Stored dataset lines
= = = =

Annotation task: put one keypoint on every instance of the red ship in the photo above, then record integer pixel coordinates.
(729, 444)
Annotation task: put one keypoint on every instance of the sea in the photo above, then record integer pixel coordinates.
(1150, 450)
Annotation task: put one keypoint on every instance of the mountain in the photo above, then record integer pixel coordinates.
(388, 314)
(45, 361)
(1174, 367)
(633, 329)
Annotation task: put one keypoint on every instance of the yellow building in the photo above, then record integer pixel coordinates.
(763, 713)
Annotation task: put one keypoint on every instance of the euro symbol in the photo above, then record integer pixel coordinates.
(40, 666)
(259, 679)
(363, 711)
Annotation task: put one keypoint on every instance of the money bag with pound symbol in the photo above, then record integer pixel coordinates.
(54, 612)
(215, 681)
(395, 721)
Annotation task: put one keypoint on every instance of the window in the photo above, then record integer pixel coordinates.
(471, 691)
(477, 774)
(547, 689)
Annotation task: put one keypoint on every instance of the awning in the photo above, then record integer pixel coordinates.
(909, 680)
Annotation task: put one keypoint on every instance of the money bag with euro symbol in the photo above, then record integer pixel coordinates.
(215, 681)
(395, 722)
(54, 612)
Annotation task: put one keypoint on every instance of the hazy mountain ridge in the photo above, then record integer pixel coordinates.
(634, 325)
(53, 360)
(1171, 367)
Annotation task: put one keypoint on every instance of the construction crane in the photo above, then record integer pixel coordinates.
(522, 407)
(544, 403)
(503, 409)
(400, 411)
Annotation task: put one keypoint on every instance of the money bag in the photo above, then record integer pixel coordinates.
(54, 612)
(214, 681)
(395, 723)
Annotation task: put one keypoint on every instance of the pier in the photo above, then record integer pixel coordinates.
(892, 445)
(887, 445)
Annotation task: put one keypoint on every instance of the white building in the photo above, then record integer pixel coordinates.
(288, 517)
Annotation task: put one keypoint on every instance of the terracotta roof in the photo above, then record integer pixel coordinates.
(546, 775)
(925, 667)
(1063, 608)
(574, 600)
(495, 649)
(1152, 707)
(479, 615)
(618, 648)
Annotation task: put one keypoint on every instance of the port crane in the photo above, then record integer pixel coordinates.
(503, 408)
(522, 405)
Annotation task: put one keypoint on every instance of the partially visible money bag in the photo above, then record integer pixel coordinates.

= = = =

--- WHAT THIS TASK INVOLVES ---
Output every one of the lines above word for word, with no changes.

--- RESULT ---
Annotation task: put one keypoint on every instance of the red ship in the photo above, then record integer pixel coordinates.
(729, 444)
Annotation task: put one keypoint on every instance of the sea in the photo above, then record integer pixel coordinates.
(1150, 450)
Annotation task: put one keypoint on every instance of the mountain in the photo above, then record integer pixel coordinates.
(388, 314)
(45, 361)
(1174, 367)
(633, 329)
Annotation task: put one keypoint on every instance of the yellow building in the photo above, then record integer pixel coordinates.
(763, 713)
Annotation task: put one keypoint on every instance of the euro symbol in the photo above, then record integer pixel coordinates.
(40, 666)
(259, 679)
(363, 711)
Annotation task: put one keypoint on every instance of the money bag with pound symbol in the photo above, then record integer pixel coordinates.
(54, 612)
(215, 681)
(395, 721)
Annotation task: put one keypoint on every instance of the window in the photo above, then record integer pixel coordinates.
(471, 691)
(477, 774)
(547, 689)
Annotation task: put one keypoint on every instance of the awning in the photo above, then record integer pixel coordinates.
(909, 680)
Annotation task: put one keypoint on every instance of the money bag with euro symbol in the photo above, then record integer pixel coordinates.
(215, 681)
(395, 722)
(54, 612)
Annotation task: put one keypoint on every instance of the hazy mountain ridge in the photo above, then record integer pixel coordinates.
(634, 325)
(53, 360)
(1171, 367)
Annotation task: put one keypoint on every instance of the construction crane in the photo above, then record integer pixel coordinates.
(522, 407)
(544, 403)
(503, 409)
(400, 411)
Annotation task: put one keypoint on every instance of the money bag in the photo above, then record integer pixel coordinates.
(54, 612)
(214, 681)
(395, 723)
Annotation task: put one keypoint on every instance of the pier in the photo above, then record integer pixel coordinates.
(892, 445)
(887, 445)
Annotation task: put one keypoint on every instance of the white building in the photo above, then record integer pixel coordinates.
(288, 517)
Annotation task: put one keypoint on every instance of the terracotta roof in the photo above, then record integer pixel coordinates.
(546, 775)
(925, 667)
(1063, 608)
(574, 600)
(495, 649)
(1152, 707)
(479, 615)
(618, 648)
Annotation task: put one keypoint on every instance of the port crane in the photo above, then record integer pixel coordinates.
(503, 408)
(522, 405)
Annotation task: put one keypoint on every instance of the partially visible money bag in the photo above, then record integer pixel coordinates.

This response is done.